======== RAW RECORDS

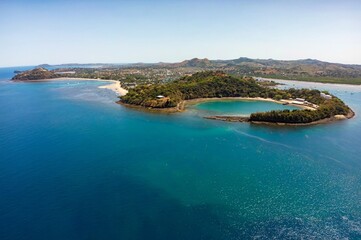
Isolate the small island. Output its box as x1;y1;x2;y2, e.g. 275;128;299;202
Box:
119;71;354;125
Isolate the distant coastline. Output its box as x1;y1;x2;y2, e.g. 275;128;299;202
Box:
12;77;128;96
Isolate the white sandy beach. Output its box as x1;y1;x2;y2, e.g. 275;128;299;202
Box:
24;77;128;96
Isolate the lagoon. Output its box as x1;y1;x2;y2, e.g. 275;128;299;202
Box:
0;68;361;240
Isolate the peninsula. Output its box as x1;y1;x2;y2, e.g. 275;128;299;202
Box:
13;67;354;125
119;71;354;125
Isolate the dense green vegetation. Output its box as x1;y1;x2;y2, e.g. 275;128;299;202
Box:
257;74;361;85
121;71;350;123
121;71;264;108
250;98;350;123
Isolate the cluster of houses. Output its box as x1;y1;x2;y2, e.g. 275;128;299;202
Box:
320;92;332;99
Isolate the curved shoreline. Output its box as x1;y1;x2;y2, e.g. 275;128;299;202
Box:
117;97;356;126
12;77;128;96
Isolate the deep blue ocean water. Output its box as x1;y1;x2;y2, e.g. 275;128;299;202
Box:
0;68;361;240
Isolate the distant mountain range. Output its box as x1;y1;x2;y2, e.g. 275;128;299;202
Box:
35;57;361;84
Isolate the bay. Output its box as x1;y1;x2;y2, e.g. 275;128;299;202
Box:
0;67;361;239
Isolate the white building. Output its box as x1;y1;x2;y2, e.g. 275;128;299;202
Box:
320;93;332;100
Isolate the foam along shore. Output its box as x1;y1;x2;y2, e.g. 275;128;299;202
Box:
14;77;128;96
184;97;318;110
117;97;316;113
99;80;128;96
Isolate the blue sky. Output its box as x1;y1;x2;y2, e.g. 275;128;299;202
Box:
0;0;361;66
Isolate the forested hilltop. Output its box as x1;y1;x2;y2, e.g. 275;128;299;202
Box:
120;71;352;123
14;57;361;85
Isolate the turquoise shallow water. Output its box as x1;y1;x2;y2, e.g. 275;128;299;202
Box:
0;69;361;239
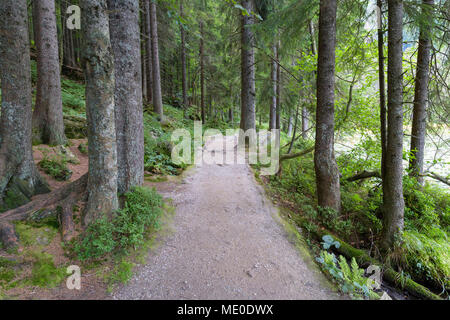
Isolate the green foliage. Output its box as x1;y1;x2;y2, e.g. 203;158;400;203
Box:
74;187;162;260
108;259;135;285
144;105;190;175
316;235;380;299
78;142;88;154
39;154;72;181
0;257;16;288
30;252;66;288
398;230;450;290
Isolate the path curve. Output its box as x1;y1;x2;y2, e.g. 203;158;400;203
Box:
112;135;342;300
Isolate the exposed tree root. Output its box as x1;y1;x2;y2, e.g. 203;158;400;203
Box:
284;215;442;300
347;170;381;182
0;174;88;241
424;172;450;186
280;147;314;163
0;222;19;249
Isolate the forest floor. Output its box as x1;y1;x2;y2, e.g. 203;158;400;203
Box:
112;137;344;299
0;137;347;300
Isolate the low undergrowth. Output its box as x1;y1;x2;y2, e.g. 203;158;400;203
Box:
264;135;450;295
66;187;169;290
73;187;163;261
39;155;72;181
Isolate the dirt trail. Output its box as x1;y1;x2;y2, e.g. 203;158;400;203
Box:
113;135;342;299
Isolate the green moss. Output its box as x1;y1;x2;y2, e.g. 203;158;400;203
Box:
29;252;66;288
78;143;88;154
0;178;34;211
15;217;58;246
39;155;72;181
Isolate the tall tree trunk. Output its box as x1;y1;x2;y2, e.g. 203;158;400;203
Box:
377;0;387;190
147;0;163;121
302;106;309;140
32;0;67;145
276;41;281;130
314;0;341;211
180;0;188;109
409;0;434;184
0;0;49;211
140;4;148;102
287;107;293;137
288;104;300;153
81;0;118;225
240;0;256;131
302;20;317;139
60;0;76;68
144;0;153;104
381;0;405;250
269;44;278;130
108;0;144;194
200;21;206;124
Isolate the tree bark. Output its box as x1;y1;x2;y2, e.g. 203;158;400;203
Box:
240;0;256;131
314;0;341;211
377;0;387;192
288;105;300;153
276;41;281;130
144;0;153;104
81;0;118;225
0;0;49;210
180;0;189;109
32;0;67;145
140;4;148;102
147;0;164;121
409;0;434;184
287;108;293;137
60;0;78;70
108;0;144;194
302;106;309;140
381;0;405;250
269;44;278;130
200;21;206;124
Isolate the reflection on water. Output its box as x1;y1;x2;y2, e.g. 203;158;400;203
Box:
334;128;450;190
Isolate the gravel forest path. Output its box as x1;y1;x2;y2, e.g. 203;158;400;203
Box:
112;137;343;300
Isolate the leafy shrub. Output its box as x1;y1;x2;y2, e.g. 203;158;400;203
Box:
74;187;162;260
39;154;72;181
316;250;380;299
397;230;450;289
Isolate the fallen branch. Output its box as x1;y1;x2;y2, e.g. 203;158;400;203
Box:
346;170;381;182
284;215;442;300
423;172;450;186
280;147;314;163
0;174;88;241
0;222;19;249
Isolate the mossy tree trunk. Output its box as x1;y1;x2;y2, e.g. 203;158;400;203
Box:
144;0;153;103
381;0;405;250
269;44;278;130
81;0;118;225
148;0;164;120
0;0;49;210
32;0;67;145
108;0;144;193
180;0;188;109
314;0;341;211
240;0;256;131
409;0;434;184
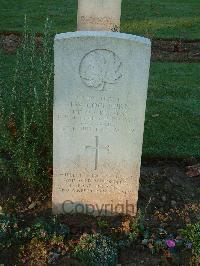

================

Could you reproduce every item above word for word, leaving the pictures out of your answer?

Isolate the small island. Output its box as x1;y1;x2;y2, e.g. 275;128;299;202
Box:
119;71;354;125
Isolate the distant coastline. Output its box as x1;y1;x2;y2, e.g. 275;128;299;202
Box:
12;77;128;96
Isolate the white sandy beach. Output its box as x1;y1;x2;y2, e.g. 275;128;299;202
Box:
24;77;128;96
Isolate the lagoon. Output its box as x1;y1;x2;y2, e.g. 275;128;299;202
Box:
0;68;361;240
Isolate the peninsula. Output its box as x1;y1;x2;y2, e.g. 275;128;299;202
Box:
13;67;354;125
119;71;354;125
Isolate the dense green vegetation. Output its box as x1;y1;x2;y2, e.g. 275;128;299;202
Box:
257;74;361;85
121;71;350;123
121;71;264;108
250;98;350;123
Isolate the cluster of houses. Output its box as x1;y1;x2;y2, e.g. 275;128;299;202
Box:
320;92;332;99
Isolate the curved shoreline. Output its box as x1;y1;x2;y2, e.g. 275;128;299;202
Box:
117;97;356;126
12;77;128;96
Isolate the deep blue ocean water. Output its box as x1;y1;x2;y2, e.g. 275;128;299;202
Box:
0;68;361;240
Isolate the distant mountain range. Output its box as x1;y1;x2;y2, e.g. 275;128;299;202
Box:
35;57;361;84
Isolate the bay. Output its box as x1;y1;x2;y2, e.g. 275;128;299;202
Box:
0;67;361;239
Isolate the white building. Output its box as x1;y1;x2;y2, e.g. 275;128;299;202
Box:
320;93;332;100
Isolate the foam along shore. Output its box as x1;y1;x2;y2, e.g. 275;128;299;202
Box:
14;77;128;96
184;97;318;110
117;97;316;113
99;80;128;96
Isolate the blue sky. Output its box as x1;y1;x2;y2, e.g. 275;128;299;202
Box:
0;0;361;66
Isolate the forested hilltop. Output its box as x1;y1;x2;y2, e.g. 275;128;299;202
Box:
120;71;352;123
14;57;361;85
Isolate the turquoise shallow water. Output its box as x1;y1;x2;y2, e.g. 275;128;299;202
Box:
0;69;361;239
Isolate the green foliage. Output its box as x1;y1;x2;y2, e.g. 203;158;400;203
Box:
74;187;162;260
108;259;135;285
144;105;190;175
316;235;380;299
78;142;88;154
39;154;72;181
0;257;16;288
30;252;66;288
398;230;450;290
Isolate the path curve. Output its box as x1;y1;x2;y2, e.g. 203;158;400;203
Box:
112;135;342;300
Isolate the exposed tree root. Output its box as x1;y1;x2;y2, e.g. 203;158;400;203
Box:
284;215;442;300
347;170;381;182
0;174;88;241
424;172;450;186
280;147;314;163
0;222;19;249
Isolate the forest floor. Output its box as x1;y1;x2;y2, e.g. 203;158;400;203
Box:
112;137;344;299
0;137;347;300
Isolate the low undergrowth. Output its box as x1;y1;x2;y2, e.g. 203;158;400;203
Box:
264;135;450;295
66;187;169;290
73;187;163;261
39;155;72;181
Isolate the dirt trail. Output its box as x1;y1;x2;y2, e.g. 203;158;400;203
Box:
113;135;342;299
Isolate the green moss. Output its box as x1;y1;x2;y2, e.g. 203;158;400;203
Box:
29;252;66;288
78;143;88;154
0;178;34;211
15;217;58;246
39;155;72;181
Isolate the tall tree trunk. Output its box as x1;y1;x2;y2, e.g. 203;158;400;203
Box:
377;0;387;190
147;0;163;121
302;106;309;140
32;0;67;145
276;41;281;130
314;0;341;211
180;0;188;109
409;0;434;184
0;0;49;211
140;4;148;102
287;107;293;137
288;104;300;153
81;0;118;225
240;0;256;131
302;20;317;139
60;0;76;68
144;0;153;104
381;0;405;250
269;44;278;130
108;0;144;194
200;21;206;124
Isolate the tree bark. Output its box as x1;y1;x2;y2, e.g. 203;158;400;203
Box:
240;0;256;131
314;0;341;211
377;0;387;192
288;105;300;153
276;41;281;130
144;0;153;104
81;0;118;225
0;0;49;210
180;0;189;109
32;0;67;145
140;4;148;102
147;0;164;121
409;0;434;184
287;108;293;137
60;0;78;70
108;0;144;194
302;106;309;140
381;0;405;250
269;44;278;130
200;21;206;124
Isolate the reflection on water. Output its box as x1;y1;x2;y2, e.g. 203;158;400;203
Box:
334;128;450;190
Isolate the gravel forest path. Output its box as x1;y1;x2;y2, e.g. 203;158;400;203
Box:
112;137;343;300
Isolate the leafy shrub. Output its box as x1;y1;x2;y2, e.g. 203;158;400;203
Box:
74;187;162;260
39;154;72;181
316;250;380;299
397;230;450;289
Isolate the fallen branch. Output its box as x1;y1;x2;y2, e.g. 203;158;400;203
Box:
346;170;381;182
284;215;442;300
423;172;450;186
280;147;314;163
0;174;88;241
0;222;19;249
Isolate the mossy tree trunk. Output its box as x1;y1;x2;y2, e.g. 203;158;400;203
Box:
144;0;153;103
381;0;405;250
269;44;278;130
81;0;118;225
148;0;164;120
0;0;49;210
32;0;67;145
108;0;144;193
180;0;188;109
314;0;341;211
240;0;256;131
409;0;434;184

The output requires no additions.